> _THE INPUT_:
•••••

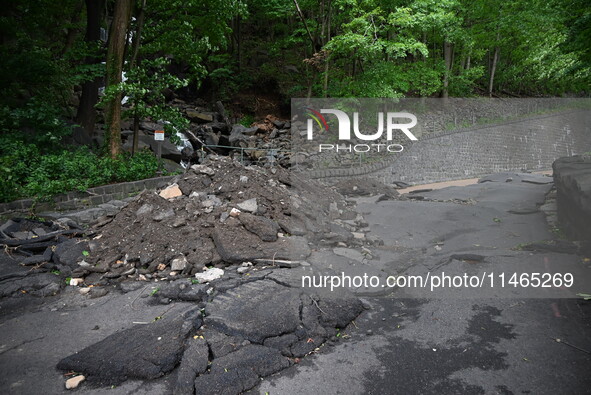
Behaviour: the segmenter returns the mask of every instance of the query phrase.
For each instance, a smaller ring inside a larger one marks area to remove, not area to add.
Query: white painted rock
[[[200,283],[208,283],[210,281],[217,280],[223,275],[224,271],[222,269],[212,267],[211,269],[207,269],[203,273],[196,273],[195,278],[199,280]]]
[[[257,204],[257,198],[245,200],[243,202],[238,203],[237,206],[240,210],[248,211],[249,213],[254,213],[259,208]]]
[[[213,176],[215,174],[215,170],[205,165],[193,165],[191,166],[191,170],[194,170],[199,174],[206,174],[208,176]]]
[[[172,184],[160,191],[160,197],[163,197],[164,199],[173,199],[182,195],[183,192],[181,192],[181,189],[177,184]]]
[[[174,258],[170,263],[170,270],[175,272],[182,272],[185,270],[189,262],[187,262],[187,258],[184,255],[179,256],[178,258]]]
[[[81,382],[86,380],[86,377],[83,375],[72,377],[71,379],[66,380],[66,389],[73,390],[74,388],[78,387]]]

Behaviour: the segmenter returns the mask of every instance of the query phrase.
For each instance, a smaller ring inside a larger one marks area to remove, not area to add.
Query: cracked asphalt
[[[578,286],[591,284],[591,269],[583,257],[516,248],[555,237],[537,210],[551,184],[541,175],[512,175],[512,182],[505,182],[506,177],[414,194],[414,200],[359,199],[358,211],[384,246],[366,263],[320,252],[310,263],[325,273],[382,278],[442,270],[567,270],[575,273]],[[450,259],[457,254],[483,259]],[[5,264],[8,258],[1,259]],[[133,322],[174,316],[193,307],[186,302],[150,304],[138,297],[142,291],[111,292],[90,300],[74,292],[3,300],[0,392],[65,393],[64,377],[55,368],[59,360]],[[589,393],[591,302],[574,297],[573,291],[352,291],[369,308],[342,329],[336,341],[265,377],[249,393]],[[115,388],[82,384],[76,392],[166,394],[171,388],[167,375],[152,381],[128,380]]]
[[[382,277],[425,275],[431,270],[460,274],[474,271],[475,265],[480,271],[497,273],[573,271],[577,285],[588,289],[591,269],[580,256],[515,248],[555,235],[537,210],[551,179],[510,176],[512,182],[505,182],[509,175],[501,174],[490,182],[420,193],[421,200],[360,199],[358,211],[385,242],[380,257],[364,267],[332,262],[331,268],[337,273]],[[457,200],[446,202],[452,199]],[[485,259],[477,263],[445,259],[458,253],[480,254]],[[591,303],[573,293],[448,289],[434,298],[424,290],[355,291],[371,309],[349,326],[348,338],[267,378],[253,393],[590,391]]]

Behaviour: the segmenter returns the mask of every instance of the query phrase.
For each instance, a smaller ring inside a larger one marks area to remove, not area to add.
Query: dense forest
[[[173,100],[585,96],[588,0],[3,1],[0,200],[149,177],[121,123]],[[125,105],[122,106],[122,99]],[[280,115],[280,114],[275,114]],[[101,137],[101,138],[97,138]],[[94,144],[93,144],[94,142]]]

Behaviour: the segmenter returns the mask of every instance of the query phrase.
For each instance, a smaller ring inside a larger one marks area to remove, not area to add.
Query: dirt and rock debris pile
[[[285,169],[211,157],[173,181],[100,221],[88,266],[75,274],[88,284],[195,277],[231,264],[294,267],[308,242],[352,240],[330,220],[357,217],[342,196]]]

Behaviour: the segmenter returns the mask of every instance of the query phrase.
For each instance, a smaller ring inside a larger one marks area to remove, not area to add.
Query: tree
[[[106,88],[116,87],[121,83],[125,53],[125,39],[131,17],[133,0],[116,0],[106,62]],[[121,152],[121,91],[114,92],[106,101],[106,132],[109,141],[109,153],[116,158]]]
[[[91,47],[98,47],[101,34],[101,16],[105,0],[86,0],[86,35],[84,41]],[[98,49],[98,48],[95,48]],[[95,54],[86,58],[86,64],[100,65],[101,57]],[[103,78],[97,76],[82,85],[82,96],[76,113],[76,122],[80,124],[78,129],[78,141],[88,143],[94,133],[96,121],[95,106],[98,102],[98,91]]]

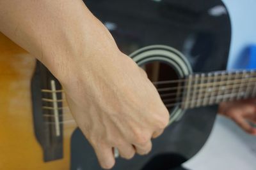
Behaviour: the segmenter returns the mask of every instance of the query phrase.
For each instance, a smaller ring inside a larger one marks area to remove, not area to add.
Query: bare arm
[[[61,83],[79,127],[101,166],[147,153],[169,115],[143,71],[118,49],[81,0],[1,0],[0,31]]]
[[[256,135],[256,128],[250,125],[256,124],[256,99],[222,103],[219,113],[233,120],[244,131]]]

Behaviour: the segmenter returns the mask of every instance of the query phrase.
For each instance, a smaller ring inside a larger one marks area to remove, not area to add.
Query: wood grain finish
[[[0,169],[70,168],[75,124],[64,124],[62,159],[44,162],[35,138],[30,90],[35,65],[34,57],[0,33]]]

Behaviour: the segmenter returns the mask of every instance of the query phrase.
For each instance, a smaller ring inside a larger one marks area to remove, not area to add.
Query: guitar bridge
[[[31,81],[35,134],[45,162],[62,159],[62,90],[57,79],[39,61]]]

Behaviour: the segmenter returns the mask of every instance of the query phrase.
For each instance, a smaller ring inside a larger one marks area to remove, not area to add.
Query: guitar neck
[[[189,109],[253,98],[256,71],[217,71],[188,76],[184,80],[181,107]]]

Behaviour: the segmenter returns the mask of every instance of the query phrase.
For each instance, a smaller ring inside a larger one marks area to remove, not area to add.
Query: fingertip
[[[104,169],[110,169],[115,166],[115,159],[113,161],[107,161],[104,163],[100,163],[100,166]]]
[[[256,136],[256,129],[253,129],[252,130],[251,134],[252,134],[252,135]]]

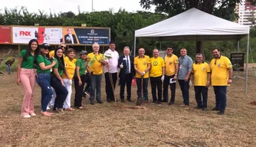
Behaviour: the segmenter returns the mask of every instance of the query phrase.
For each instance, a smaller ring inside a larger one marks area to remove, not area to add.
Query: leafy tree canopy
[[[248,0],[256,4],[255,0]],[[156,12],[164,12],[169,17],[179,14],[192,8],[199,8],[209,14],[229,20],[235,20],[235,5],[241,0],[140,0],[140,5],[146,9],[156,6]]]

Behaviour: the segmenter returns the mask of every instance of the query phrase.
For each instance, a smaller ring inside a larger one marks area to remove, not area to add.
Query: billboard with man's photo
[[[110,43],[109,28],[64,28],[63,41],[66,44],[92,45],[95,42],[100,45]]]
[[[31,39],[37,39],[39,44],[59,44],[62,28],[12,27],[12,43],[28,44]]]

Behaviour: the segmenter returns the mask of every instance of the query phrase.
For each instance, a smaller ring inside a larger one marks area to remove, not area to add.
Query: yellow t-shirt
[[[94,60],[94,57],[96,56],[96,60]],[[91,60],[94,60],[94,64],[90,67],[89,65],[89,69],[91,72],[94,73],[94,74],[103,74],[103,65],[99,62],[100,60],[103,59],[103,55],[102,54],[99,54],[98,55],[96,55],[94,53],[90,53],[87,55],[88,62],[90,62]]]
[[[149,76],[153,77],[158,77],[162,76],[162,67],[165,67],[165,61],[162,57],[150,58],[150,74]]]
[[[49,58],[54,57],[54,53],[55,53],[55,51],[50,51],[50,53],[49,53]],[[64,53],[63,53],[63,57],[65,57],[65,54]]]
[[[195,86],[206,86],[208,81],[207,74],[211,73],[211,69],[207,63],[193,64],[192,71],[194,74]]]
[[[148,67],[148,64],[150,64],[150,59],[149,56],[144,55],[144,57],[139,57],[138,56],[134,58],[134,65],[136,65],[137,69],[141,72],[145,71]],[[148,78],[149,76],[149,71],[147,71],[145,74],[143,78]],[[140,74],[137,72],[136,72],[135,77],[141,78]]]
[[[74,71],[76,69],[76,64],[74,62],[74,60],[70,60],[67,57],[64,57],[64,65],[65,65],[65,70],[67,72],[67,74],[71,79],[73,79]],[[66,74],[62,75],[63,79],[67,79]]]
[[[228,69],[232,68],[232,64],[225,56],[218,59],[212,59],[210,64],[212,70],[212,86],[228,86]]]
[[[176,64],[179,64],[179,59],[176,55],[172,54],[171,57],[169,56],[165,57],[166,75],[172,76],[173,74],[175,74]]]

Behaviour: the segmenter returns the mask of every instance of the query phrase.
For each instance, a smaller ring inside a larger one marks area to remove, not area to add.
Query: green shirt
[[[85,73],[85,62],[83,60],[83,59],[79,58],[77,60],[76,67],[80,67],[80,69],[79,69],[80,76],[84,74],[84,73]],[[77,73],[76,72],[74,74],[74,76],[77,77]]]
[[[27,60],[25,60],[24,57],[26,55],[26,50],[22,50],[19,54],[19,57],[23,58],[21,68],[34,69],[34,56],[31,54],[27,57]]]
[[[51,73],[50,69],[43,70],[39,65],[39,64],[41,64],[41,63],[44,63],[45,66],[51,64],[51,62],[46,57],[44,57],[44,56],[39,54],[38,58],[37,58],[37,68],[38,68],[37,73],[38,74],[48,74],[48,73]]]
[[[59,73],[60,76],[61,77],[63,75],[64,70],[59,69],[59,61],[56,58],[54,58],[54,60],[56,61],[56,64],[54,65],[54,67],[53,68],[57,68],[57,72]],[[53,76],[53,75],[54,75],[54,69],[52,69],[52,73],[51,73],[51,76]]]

•••••

> _SHORT PROBLEM_: From the items above, collect every line that contains the string "shirt", matching case exactly.

> _FULL SOLUTION_:
Query: yellow t-shirt
Query: green shirt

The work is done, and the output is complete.